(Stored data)
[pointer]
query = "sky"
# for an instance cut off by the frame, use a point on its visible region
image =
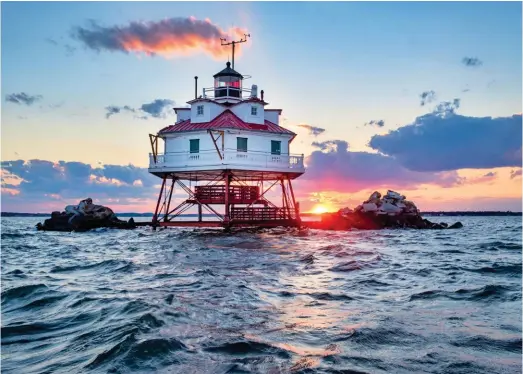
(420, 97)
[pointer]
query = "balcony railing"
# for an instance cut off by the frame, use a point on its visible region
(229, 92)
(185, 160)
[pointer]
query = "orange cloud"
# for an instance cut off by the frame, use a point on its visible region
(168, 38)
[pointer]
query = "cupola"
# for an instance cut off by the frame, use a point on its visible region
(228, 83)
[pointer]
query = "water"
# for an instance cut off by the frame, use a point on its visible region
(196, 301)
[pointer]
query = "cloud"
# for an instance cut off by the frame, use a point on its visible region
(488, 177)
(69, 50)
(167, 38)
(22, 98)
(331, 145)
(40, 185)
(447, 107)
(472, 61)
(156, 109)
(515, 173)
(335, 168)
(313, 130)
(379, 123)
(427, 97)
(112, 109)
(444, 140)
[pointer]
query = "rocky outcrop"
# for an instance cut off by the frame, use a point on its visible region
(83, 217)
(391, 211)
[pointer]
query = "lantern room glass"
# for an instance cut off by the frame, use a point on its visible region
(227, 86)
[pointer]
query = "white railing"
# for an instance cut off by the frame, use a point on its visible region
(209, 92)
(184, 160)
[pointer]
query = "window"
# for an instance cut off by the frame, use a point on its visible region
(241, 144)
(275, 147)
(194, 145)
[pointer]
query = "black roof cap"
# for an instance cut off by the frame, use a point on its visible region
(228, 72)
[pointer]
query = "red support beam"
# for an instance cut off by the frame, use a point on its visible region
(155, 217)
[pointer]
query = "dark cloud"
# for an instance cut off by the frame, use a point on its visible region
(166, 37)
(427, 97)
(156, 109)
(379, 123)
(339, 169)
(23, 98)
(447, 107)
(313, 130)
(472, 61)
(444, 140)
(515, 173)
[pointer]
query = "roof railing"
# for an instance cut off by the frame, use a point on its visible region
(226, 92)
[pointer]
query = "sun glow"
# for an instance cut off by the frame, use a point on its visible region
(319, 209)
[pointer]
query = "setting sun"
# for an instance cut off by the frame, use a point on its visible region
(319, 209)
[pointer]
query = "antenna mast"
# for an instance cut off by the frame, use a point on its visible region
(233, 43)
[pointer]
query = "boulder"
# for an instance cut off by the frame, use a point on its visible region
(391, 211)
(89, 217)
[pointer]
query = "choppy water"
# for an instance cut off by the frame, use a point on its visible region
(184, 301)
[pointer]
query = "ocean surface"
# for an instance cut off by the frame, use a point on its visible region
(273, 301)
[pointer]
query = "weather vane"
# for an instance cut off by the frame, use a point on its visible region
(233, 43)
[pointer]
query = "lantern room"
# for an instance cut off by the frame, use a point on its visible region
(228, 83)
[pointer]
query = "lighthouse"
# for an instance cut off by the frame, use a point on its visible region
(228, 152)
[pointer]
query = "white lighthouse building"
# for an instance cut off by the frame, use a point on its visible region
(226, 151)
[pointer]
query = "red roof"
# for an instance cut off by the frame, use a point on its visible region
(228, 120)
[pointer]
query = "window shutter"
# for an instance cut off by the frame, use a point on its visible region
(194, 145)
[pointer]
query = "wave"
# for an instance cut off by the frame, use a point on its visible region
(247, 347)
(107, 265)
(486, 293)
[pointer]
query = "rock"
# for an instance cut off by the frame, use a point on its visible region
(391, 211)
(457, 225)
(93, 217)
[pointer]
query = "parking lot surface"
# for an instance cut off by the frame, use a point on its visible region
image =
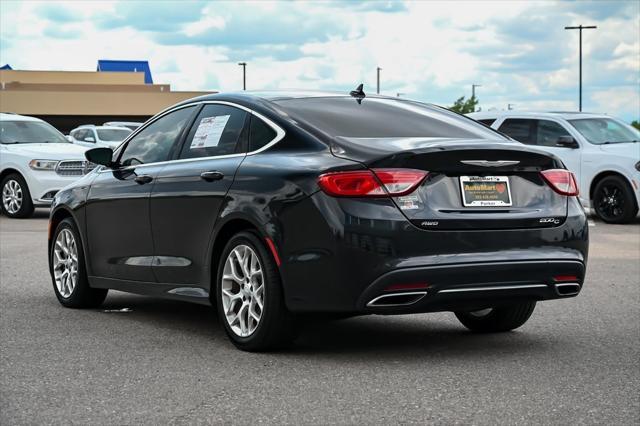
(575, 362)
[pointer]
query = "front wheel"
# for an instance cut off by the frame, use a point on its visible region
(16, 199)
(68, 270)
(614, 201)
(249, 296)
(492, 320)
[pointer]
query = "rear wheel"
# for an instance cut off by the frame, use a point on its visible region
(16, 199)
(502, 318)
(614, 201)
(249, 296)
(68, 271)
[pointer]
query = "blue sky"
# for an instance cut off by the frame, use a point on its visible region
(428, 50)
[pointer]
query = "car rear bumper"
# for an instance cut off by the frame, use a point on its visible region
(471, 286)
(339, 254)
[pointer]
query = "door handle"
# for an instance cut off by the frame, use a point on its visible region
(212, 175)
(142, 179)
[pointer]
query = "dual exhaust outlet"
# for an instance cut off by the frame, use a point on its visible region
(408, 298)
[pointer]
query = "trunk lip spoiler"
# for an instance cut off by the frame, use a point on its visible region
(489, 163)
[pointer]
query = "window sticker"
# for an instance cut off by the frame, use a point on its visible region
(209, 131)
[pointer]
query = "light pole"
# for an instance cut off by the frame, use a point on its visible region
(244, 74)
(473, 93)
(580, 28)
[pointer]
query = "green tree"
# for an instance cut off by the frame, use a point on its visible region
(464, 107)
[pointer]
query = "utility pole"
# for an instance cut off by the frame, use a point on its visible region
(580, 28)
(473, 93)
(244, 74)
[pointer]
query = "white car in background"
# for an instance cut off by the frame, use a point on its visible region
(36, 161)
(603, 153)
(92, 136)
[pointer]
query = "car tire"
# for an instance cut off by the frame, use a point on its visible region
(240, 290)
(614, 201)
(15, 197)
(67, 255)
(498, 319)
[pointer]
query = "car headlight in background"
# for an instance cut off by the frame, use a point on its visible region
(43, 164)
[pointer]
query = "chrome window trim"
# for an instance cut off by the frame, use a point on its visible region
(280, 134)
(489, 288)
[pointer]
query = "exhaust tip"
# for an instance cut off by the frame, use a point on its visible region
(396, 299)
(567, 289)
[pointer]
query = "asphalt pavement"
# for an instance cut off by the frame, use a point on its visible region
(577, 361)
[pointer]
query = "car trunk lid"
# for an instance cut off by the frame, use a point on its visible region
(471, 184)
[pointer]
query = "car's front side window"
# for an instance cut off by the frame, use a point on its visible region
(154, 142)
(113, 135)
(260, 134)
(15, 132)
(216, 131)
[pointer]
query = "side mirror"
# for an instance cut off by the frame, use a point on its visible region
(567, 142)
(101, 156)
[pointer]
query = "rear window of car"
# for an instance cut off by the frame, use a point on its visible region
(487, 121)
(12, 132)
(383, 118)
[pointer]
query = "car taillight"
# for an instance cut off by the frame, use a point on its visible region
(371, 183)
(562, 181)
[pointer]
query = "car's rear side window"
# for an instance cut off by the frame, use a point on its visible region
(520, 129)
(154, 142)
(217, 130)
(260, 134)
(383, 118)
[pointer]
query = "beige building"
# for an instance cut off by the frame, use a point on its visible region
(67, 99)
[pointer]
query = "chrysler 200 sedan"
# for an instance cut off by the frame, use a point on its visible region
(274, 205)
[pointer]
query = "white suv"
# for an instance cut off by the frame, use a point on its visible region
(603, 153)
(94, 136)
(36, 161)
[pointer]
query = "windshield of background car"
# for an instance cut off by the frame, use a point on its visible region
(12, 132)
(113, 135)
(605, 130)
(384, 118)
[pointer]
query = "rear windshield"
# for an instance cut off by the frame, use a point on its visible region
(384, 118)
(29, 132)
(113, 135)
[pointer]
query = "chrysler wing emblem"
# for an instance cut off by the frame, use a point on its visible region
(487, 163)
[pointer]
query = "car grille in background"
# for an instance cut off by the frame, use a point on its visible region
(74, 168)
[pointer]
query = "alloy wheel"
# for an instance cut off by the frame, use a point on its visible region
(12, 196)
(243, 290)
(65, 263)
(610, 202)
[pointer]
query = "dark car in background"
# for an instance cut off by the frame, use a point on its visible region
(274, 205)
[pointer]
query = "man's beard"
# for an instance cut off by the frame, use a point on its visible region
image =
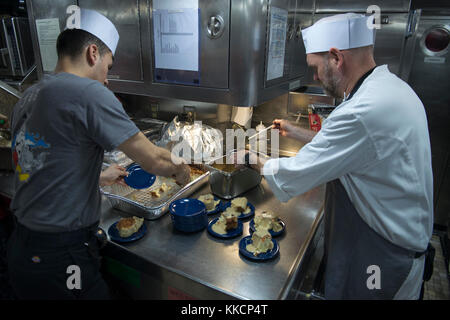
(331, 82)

> [EXERCISE DIRECTIONS]
Quote the entries above word for word. Leave the images out.

> [RESPONSE]
[pointer]
query = "sky"
# for an instance cut off by the frame, use a point on its visible region
image =
(420, 97)
[pointer]
query = "balcony railing"
# for an instance cut off by the frame, use a point on its visible region
(229, 92)
(185, 160)
[pointer]
query = "orange cloud"
# for an instance cut off by the frame, use a point on its visible region
(168, 38)
[pointer]
query = "cupola"
# for an instance cut off by the frame, use a point on its visible region
(228, 83)
[pointer]
query = "water"
# for an instance cut off by the frame, use a point on its visible region
(196, 301)
[pointer]
query = "cloud"
# for an instance cut off by the frame, use a point on its visible region
(488, 177)
(69, 50)
(167, 38)
(22, 98)
(331, 145)
(40, 185)
(447, 107)
(472, 61)
(156, 109)
(515, 173)
(335, 168)
(313, 130)
(379, 123)
(427, 97)
(112, 109)
(444, 140)
[pointer]
query = "rocky outcrop"
# for an instance cut off by the frame, use a point on its visible region
(83, 217)
(391, 211)
[pointer]
query = "lantern room glass"
# for an instance cut off by the frame, use a point on its visible region
(227, 86)
[pointer]
query = "white railing"
# for an instance cut off by the frame, use a point on its visible region
(209, 92)
(184, 160)
[pointer]
query = "window"
# for an instance cut off by the frame, use a point on its visible region
(241, 144)
(275, 147)
(194, 145)
[pointer]
query = "black roof cap"
# for an instance cut off by the frame, use a point on its visible region
(228, 72)
[pointer]
query = "red support beam"
# for an instance cut off by the frame, use a point on its visible region
(155, 217)
[pointer]
query = "dark cloud"
# for an instance cut off by the frame, use a point on its visible region
(166, 37)
(427, 97)
(156, 109)
(379, 123)
(339, 169)
(23, 98)
(447, 107)
(313, 130)
(472, 61)
(444, 140)
(515, 173)
[pointer]
query = "roof railing"
# for an instance cut off by the frame, use a point on its visible region
(226, 92)
[pointer]
query = "sun glow"
# for an instance cut off by the frame, use a point on its visible region
(319, 209)
[pointer]
query = "setting sun"
# for an instance cut off by the frame, use a point on its visible region
(319, 209)
[pointer]
query = "antenna mast"
# for an instance cut off by the frame, use a point on its visible region
(233, 43)
[pointer]
query = "boulder"
# for an instance cut off by the frame, use a point on its visible region
(391, 211)
(89, 217)
[pointer]
query = "choppy water"
# for an instance cut off by the frame, use a point on its visible region
(184, 301)
[pointer]
query = "ocean surface"
# for an instance cut off by the frame, use a point on its visible region
(273, 301)
[pointer]
query = "weather vane"
# for an instance cut off by the frame, use a point on its visible region
(233, 43)
[pointer]
query = "lantern room"
# for an instance cut off by the frame, use a point on its visible region
(228, 83)
[pointer]
query = "lighthouse"
# for an instance cut off by the frame, use a point on its visible region
(228, 152)
[pointer]
query = "white lighthouse building"
# for an instance cut off by the frame, use a point on its visible region
(226, 151)
[pointer]
query = "red roof"
# for an instance cut off by the frame, use a point on its visible region
(228, 120)
[pointer]
query = "window shutter"
# for an instance cut off by the frame, use a point on its visible region
(194, 145)
[pointer]
query = "wave"
# for an instance cut off by the frame, use a point on its visible region
(247, 347)
(107, 265)
(486, 293)
[pointer]
query = "rock"
# for an instance cut off by the frame, use a point on its visible region
(391, 211)
(457, 225)
(93, 217)
[pointer]
query = "parking lot surface"
# for an instance cut off by the frame, use a point on its visible region
image =
(575, 362)
[pointer]
query = "front wheel"
# for an instance cut off by the frame, use a point on its visible region
(16, 199)
(68, 270)
(614, 201)
(249, 296)
(492, 320)
[pointer]
query = "rear wheel"
# for an instance cut off by the frame, use a point on its visible region
(16, 199)
(502, 318)
(614, 201)
(249, 296)
(68, 271)
[pointer]
query = "blue sky"
# for an instance cut off by the frame, use a point on its visible region
(428, 50)
[pointer]
query = "car rear bumper"
# for an instance cut off by the frame, use a point on its visible region
(471, 286)
(339, 254)
[pointer]
query = "door handle"
# for an instance cut off by the frame, use a point on its visible region
(212, 175)
(142, 179)
[pointer]
query = "dual exhaust outlet"
# for an instance cut off by the frame, use a point on its visible region
(408, 298)
[pointer]
query = "trunk lip spoiler"
# for an instance cut off by the frame, use a point on its visible region
(489, 163)
[pointer]
query = "window sticker"
# for an instance cut off by the frame, use a point on its visible region
(209, 131)
[pointer]
query = "light pole"
# for an instance cut off by the frame, use a point on its visible region
(244, 74)
(473, 93)
(580, 28)
[pointer]
query = "green tree"
# for an instance cut off by the frame, use a point on its visible region
(464, 107)
[pointer]
query = "utility pole"
# for an instance cut off by the frame, use a point on its visible region
(580, 28)
(473, 93)
(244, 74)
[pointer]
query = "white car in background"
# for an instance cut off by the frame, use a point on its visible region
(36, 161)
(603, 153)
(92, 136)
[pointer]
query = "car tire"
# for an instance cut off by the frame, use a point on its visible region
(240, 290)
(614, 201)
(15, 197)
(67, 255)
(498, 319)
[pointer]
query = "car headlight in background"
# for an instance cut off by the frame, use a point on its visible region
(43, 164)
[pointer]
query = "chrome window trim"
# for an instance cut off by the frame, use a point on its visible region
(280, 134)
(489, 288)
[pointer]
query = "exhaust tip"
# for an instance cut off by the frame, use a point on its visible region
(396, 299)
(567, 289)
[pointer]
query = "asphalt pavement"
# for an instance cut off by the frame, use a point on its visible region
(577, 361)
[pointer]
query = "car trunk lid"
# for an instance cut off by the frame, use a point on its visible region
(471, 184)
[pointer]
query = "car's front side window"
# for an instance cut off by the frame, use a point on its visible region
(154, 142)
(113, 135)
(260, 134)
(15, 132)
(216, 131)
[pointer]
query = "side mirror"
# for an instance cut off by the frame, use a point on its visible region
(567, 142)
(101, 156)
[pointer]
query = "rear window of car"
# for an instance cut off by the frame, use a point on its visible region
(487, 121)
(12, 132)
(383, 118)
[pointer]
query = "car taillight"
# for an instance cut off by the frame, use a point on its visible region
(371, 183)
(562, 181)
[pointer]
query = "car's rear side window"
# for an instance cut off by the frame, use a point on its visible region
(520, 129)
(154, 142)
(217, 130)
(260, 134)
(383, 118)
[pointer]
query = "beige building"
# for an instance cut off by the frame, use a point on its visible region
(67, 99)
[pointer]
query = "chrysler 200 sedan"
# for an instance cut off by the frame, use a point on its visible region
(274, 205)
[pointer]
query = "white suv"
# for an instance cut off by the frame, use a point on its visible region
(603, 153)
(94, 136)
(36, 161)
[pointer]
query = "windshield of background car"
# for an instance cut off by the frame, use a point on its visible region
(12, 132)
(113, 135)
(605, 130)
(384, 118)
[pointer]
query = "rear windshield"
# for an instance cut off by the frame, use a point on its visible region
(384, 118)
(29, 132)
(113, 135)
[pointer]
query = "chrysler wing emblem"
# for an instance cut off by the frame, use a point on its visible region
(487, 163)
[pointer]
query = "car grille in background"
# for an instance cut off by the frame, use a point on its visible region
(74, 168)
[pointer]
query = "alloy wheel"
# for an instance cut off by the frame, use a point on its visible region
(12, 196)
(243, 290)
(65, 263)
(610, 202)
[pointer]
query = "dark car in background"
# for an instance cut off by the frame, use a point on its visible region
(274, 205)
[pointer]
query = "man's beard"
# for an instance cut off by the frame, use a point on its visible region
image =
(331, 82)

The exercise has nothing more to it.